=== OBJECTIVE ===
Return the records below line for line, unchanged.

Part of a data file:

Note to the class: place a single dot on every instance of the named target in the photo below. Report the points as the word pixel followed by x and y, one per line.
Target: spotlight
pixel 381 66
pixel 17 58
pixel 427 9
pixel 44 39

=== RESPONSE FOR THIS EXERCISE ===
Note to the class: place a single dot on every instance of the named target in the photo below. Report the points as the word pixel followed by x and y, one per line.
Target: spotlight
pixel 381 66
pixel 17 58
pixel 427 9
pixel 44 39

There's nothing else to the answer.